◆ Text extract:
+--

Hello, in light of recent events I want to start a thread on protests.
http://www.cnn.com/2017/02/01/us/milo-yiannopoulos-berkeley/
One of my coworker's cousins had their car torched and saw people being beaten. This was streamed live on facebook. I also watched this live and there were many things about the event I thought didn't fit the tone of it.
Out of 1500 peaceful protesters, 150 agitators were found by police to be instigating violence. I believe this group calls themselves Black Bloc. They uniformly wear black and mask themselves. Red spray paint is their hallmark.
This is going to be a regular thing so I wanted to consolidate nonspecific protest discussion into a single thread. Please be safe out there if you are planning to march or protest. Report any potential violent instigators. We mush shut out violent agitators and hold ourselves to higher standards if we are to get our messages across.
edit: another thought occurred to me. it is the perception of strength and what it means when a movement has power.
Burning Police Cars and shattered storefronts are not images of power. They are images of weakness and of anger overcoming reason.
Women's March posters in the windows of local Gamestops and employees wearing pink hats are not superficial platitudes. They are images of hearts and minds, once apathetic, being stirred to a cause. That is power.
Power is to convince the people that don't have any skin in this game to step forward for those that do. Power is not bullying people into submission on threat of bloodied faces and broken glass; it is not destroying your own community because you are angry.
Posts
at the protest?
Whoa, source? How does a false flag work?
artistjeffc.tumblr.com http://www.etsy.com/shop/artistjeffc
This is not to say I feel that ONLY non-violent protests are legitimate, or that violence de facto delegitimizes a protest, but Black Bloc shitheads are just interested in hurting people, causing mayhem, and destroying property for their own selfish reasons.
They latch on to legitimate causes (like trying to deny hate-speech agitator and White Nationalist darling Milo Y a place to spew inciteful speech) so they can burn cars and spray paint anarchist symbols everywhere.
Fuck those people.
Fascists selectively disavow any fascist who jumps the gun, then immediately begin interacting with said fascist again at the earliest political convenience.
Another important fact is that the ghost skins in the police department let the shooter go without prints because he was a fellow nazi.
This is the main reason I want to call attention to this. Organizing protests from now on should include instructions to report instigators and prevent violence.
artistjeffc.tumblr.com http://www.etsy.com/shop/artistjeffc
This might be an unpopular opinion, but I strongly urge people not to snitch on their fellow protesters. Respect a diversity of tactics and let others protest the way they feel is best. Do not under any circumstances encourage the police to intervene in a protest. The police are not our friends. If you feel that a protest has taken a direction that you are uncomfortable with, leave or relocate to a different part of the protest.
Yeah. No.
As soon as people start looting, beating and burning at a peaceful gathering they're not protesting. They're being a dangerous and damaging presence and giving legitimacy to the crack downs and police brutality.
If you want to go throw bricks through windows and steal shit or tip over ambulances have the balls to do it without the shield of anonymity.

+--

◆ Material supplied:
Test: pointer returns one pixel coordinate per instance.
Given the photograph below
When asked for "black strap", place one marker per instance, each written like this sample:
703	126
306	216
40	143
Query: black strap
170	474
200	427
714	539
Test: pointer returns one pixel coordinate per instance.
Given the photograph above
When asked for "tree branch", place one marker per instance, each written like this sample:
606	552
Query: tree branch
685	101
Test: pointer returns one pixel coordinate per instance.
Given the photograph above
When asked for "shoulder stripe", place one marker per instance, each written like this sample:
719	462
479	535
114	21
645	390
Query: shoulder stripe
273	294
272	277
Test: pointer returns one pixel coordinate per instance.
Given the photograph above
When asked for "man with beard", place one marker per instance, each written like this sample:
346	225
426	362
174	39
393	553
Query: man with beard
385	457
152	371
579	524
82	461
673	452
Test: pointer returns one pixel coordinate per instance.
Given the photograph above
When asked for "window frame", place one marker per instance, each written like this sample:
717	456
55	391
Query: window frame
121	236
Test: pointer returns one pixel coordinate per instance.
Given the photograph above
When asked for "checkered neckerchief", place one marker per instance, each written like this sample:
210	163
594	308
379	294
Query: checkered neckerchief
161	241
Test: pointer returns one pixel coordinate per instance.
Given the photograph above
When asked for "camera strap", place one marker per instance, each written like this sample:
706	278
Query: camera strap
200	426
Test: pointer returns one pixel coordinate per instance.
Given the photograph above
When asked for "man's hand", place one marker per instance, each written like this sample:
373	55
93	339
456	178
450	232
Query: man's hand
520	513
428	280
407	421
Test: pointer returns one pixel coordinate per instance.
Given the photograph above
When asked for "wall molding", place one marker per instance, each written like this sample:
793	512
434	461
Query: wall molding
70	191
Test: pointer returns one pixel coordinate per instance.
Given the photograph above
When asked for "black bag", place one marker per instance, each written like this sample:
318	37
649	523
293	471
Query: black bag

+--

◆ Given instruction:
Please resume the forum thread about protests and violent agitators, continuing from the end of its last post.

◆ Exercise output:
If people are looting and burning, the protest has turned into a riot. If a riot is not something you want to participate in, leave. Do not switch sides and start aiding the police, they don't need your help.
No. When we protect these geese, we undermine our credibility.
https://www.youtube.com/watch?v=GSMKGRyWKas
http://thetab.com/us/uc-berkeley/2017/02/02/exclusive-footage-anarchist-group-smashes-windows-sets-fire-sproul-riots-uc-berkeley-milo-yiannopouloss-talk-cancelled-3244
Was the credibility of Black Lives Matter undermined just because the Ferguson and Baltimore protests turned into riots? I don't think it was. I would even hazard an argument for the opposite.
Yes
Or a handful of chuckle fuck anarchists who get Heath Ledger boners and think they're being edgy start inciting a riot because that's what gets them off. It only takes a few people to put an entire gathering of women and children at risk of being hit with teargas and trampled. Fuck that.
Edit: Berkeley / Oakland has a special population of anti-authority shitheads always looking to hurt someone too. It's a shame because the campus really is an impressive place.
Yes, it absolutely was.
That's why the police like to incite riots. It justifies their own use of force and undermines the credibility of the protesters.
That said, when liberals and moderates spend too much energy finger-wagging at rioters, it has the same effect. We'd be better off refocusing such discussions back to the matter at hand - the conditions that lead to the unrest in the first place.
the "no true scotch man" fallacy.
Yes they were. It made it a lot easier for people to ignore them rather than looking at the problem they were trying to bring attention to.
Personally, I disagree
The thesis statement of those protests was, "Black lives are undervalued." If property damage is enough to convince somebody that that message is invalid, no amount of peaceful messaging would convince them. "I was going to think that black lives had value, but then I saw those windows get broken, and now I don't" is rhetoric to justify already-held bigotry, not to express a genuine emotional journey.
As chicken said above, "Black Bloc" is a tactic, not a group.
But Oakland* does have an anarchist contingent who love to turn up at protests and agitate things. On top of that there has been a lot of unrest between citizens and the police in Oakland for decades, with plenty of blame to share on both sides of the blue line.
* Oakland and Berkeley don't share a clear boundary, either culturally or geographically, regardless of what a map might say.
So you have 1) people who just want to fuck shit up because they're assholes and 2) people who are really mad at the police for past transgressions, and a whole lot of overlap and blending between the two groups. There was shit like this during Occupy Oakland, and during the Oscar Grant protests, and during some BLM protests.
the "no true scotch man" fallacy.
Crackdowns and police brutality don't NEED legitimacy.
I want to clarify that a big reason for this is that outing protesters is a really easy way for far-right organizations to target people. Snitching doesn't lead to arrests, it leads to them and their families being killed by neo-Nazis.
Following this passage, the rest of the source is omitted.